Exercise input:
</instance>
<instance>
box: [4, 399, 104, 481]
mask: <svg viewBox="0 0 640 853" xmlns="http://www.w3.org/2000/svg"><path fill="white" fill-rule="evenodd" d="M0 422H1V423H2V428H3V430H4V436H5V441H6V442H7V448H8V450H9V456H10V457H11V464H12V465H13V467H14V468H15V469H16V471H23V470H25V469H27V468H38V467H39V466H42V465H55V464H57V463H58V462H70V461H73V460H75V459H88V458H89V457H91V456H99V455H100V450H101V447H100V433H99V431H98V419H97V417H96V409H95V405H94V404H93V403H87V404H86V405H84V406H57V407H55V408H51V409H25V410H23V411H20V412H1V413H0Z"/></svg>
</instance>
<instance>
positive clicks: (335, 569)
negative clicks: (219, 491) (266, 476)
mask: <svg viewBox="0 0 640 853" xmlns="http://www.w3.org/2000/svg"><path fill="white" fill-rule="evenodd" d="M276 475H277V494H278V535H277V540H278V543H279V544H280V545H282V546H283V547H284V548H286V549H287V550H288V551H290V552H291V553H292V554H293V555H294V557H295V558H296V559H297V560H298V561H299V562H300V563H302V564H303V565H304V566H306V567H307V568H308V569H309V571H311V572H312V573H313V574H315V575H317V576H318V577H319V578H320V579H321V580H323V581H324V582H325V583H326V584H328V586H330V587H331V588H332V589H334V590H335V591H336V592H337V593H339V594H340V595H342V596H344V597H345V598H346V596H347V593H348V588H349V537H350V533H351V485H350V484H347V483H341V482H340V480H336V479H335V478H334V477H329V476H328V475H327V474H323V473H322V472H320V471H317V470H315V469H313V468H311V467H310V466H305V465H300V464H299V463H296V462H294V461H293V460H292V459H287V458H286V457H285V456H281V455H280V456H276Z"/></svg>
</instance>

Problem requirements:
Rewrite all of the lines above, putting "foreground clicks" wherever "positive clicks" appears and changing nothing else.

Task response:
</instance>
<instance>
box: [4, 399, 104, 481]
mask: <svg viewBox="0 0 640 853" xmlns="http://www.w3.org/2000/svg"><path fill="white" fill-rule="evenodd" d="M0 422H1V423H2V428H3V430H4V436H5V441H6V442H7V448H8V450H9V456H10V457H11V464H12V465H13V467H14V468H15V469H16V471H23V470H25V469H27V468H38V467H39V466H42V465H55V464H57V463H58V462H70V461H73V460H75V459H88V458H89V457H91V456H99V455H100V450H101V447H100V433H99V431H98V419H97V417H96V409H95V405H94V404H93V403H87V404H86V405H84V406H57V407H55V408H51V409H25V410H23V411H20V412H1V413H0Z"/></svg>
</instance>
<instance>
foreground clicks: (335, 569)
negative clicks: (219, 491) (266, 476)
mask: <svg viewBox="0 0 640 853" xmlns="http://www.w3.org/2000/svg"><path fill="white" fill-rule="evenodd" d="M276 475H277V494H278V535H277V540H278V543H279V544H280V545H282V546H283V547H284V548H286V549H287V550H288V551H290V552H291V553H292V554H293V555H294V557H295V558H296V559H297V560H298V561H299V562H300V563H302V564H303V565H304V566H306V567H307V568H308V569H309V571H311V572H312V573H313V574H315V575H317V576H318V577H319V578H320V579H321V580H323V581H324V582H325V583H326V584H328V586H330V587H331V588H332V589H334V590H335V591H336V592H337V593H339V594H340V595H342V596H344V597H345V598H346V596H347V593H348V588H349V537H350V533H351V485H350V484H347V483H341V482H340V480H336V479H335V478H334V477H329V476H328V475H327V474H323V473H322V472H320V471H317V470H315V469H313V468H311V467H310V466H305V465H300V464H299V463H296V462H294V461H293V460H292V459H287V458H286V457H285V456H281V455H280V456H276Z"/></svg>
</instance>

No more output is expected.